__Source data__
-------------------------

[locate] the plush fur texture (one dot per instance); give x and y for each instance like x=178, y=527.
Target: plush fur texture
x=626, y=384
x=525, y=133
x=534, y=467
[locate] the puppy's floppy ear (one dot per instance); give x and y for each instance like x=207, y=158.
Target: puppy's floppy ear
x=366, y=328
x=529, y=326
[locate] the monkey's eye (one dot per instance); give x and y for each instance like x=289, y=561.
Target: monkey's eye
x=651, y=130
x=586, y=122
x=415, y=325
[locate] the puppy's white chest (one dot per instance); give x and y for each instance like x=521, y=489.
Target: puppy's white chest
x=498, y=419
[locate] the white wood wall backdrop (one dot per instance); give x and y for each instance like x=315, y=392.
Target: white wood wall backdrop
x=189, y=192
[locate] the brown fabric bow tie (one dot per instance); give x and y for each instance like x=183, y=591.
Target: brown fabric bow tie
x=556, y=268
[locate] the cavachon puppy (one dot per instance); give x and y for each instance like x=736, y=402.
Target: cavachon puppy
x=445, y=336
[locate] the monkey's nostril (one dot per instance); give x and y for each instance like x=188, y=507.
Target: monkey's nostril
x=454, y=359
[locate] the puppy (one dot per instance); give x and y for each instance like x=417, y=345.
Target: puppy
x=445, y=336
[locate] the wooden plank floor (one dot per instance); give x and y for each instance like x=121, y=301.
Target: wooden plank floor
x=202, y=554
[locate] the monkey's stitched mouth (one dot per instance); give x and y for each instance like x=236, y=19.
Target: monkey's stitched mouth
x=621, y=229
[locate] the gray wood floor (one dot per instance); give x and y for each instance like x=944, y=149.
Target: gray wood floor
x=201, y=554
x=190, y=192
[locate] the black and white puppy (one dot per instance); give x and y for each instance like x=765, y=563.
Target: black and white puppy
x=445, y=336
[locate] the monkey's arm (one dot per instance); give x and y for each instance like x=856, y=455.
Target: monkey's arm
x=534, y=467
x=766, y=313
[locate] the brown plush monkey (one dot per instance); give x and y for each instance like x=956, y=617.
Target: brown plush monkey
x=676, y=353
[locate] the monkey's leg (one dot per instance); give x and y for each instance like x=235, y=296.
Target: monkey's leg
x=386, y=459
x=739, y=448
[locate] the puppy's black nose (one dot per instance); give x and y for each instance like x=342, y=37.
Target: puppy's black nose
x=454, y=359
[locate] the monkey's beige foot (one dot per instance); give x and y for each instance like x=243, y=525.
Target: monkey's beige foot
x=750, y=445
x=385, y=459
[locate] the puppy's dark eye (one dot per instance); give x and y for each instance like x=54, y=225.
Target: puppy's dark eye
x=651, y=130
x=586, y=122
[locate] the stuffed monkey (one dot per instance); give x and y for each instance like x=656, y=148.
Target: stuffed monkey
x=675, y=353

-------------------------

__Your goal__
Please render the data above as a JSON list of strings, with one string for each line and blank lines left out.

__Answer for this exercise__
[
  "[locate] the plush fur texture (one dot per instance); give x and y for each instance like x=178, y=527.",
  "Target: plush fur texture",
  "x=626, y=384",
  "x=525, y=133",
  "x=534, y=467",
  "[locate] the puppy's floppy ear (one dot per instance); give x and y for each instance like x=207, y=158.",
  "Target: puppy's floppy ear",
  "x=366, y=328",
  "x=529, y=326",
  "[locate] the monkey's eye (one dot per instance); give x and y for each instance like x=289, y=561.",
  "Target: monkey's eye",
  "x=651, y=130",
  "x=586, y=122",
  "x=415, y=325",
  "[locate] the puppy's white chest (one dot per instance); give x and y for each instance like x=521, y=489.",
  "Target: puppy's white chest",
  "x=498, y=419",
  "[locate] the white wood wall backdrop (one dot per instance); give x and y for each instance like x=315, y=392.",
  "Target: white wood wall backdrop",
  "x=189, y=192",
  "[locate] the brown fabric bow tie (one dot per instance); give x and y for each instance like x=183, y=591.",
  "Target: brown fabric bow tie",
  "x=556, y=268",
  "[locate] the cavachon puppy (one dot per instance); give x and y for each instance like x=736, y=402.",
  "Target: cavachon puppy",
  "x=445, y=336",
  "[locate] the monkey's nostril (one dot per instance); give x and y for each instance like x=188, y=507.",
  "Target: monkey's nostril",
  "x=454, y=359",
  "[locate] the puppy (one dot per instance); give x and y for each instance like x=417, y=345.",
  "Target: puppy",
  "x=445, y=336",
  "[locate] the wooden plank floor (one dot per instance); give x and y for each instance like x=121, y=301.",
  "Target: wooden plank floor",
  "x=202, y=554",
  "[locate] the monkey's stitched mouth (one dot per instance); give x and y for each instance like x=236, y=19.",
  "Target: monkey's stitched mouth",
  "x=621, y=229",
  "[locate] the gray wood floor (one dot per instance); give x and y for each instance like x=944, y=149.",
  "Target: gray wood floor",
  "x=201, y=554",
  "x=190, y=192",
  "[locate] the black and white puppy (one dot per instance); give x and y for each instance like x=765, y=563.",
  "Target: black and white puppy",
  "x=445, y=336",
  "[locate] the monkey's arm (one dot per instance); give x and y for each instance like x=856, y=455.",
  "Target: monkey's arm",
  "x=534, y=467",
  "x=766, y=313",
  "[locate] the brown plush monkey (one dot per instance); give x and y for each instance like x=956, y=617.",
  "Target: brown plush monkey",
  "x=676, y=353",
  "[locate] the monkey's leg (one dot per instance); give x and y for each instance like x=235, y=296.",
  "Target: monkey's leg",
  "x=386, y=459",
  "x=739, y=448",
  "[locate] the puppy's black nose (one dot per instance); give x and y for each instance like x=342, y=37.",
  "Target: puppy's black nose",
  "x=454, y=359",
  "[locate] the monkey's beige foot (one dot per instance); give x and y for each instance like x=243, y=525.",
  "Target: monkey's beige foot",
  "x=750, y=445",
  "x=385, y=459",
  "[locate] the puppy's dark eye (one dot per instance); give x and y for each instance like x=54, y=225.",
  "Target: puppy's dark eye",
  "x=651, y=130",
  "x=586, y=122",
  "[locate] the stuffed monkey (one dot per instance); give x and y for each instance like x=656, y=148.",
  "Target: stuffed monkey",
  "x=675, y=353"
]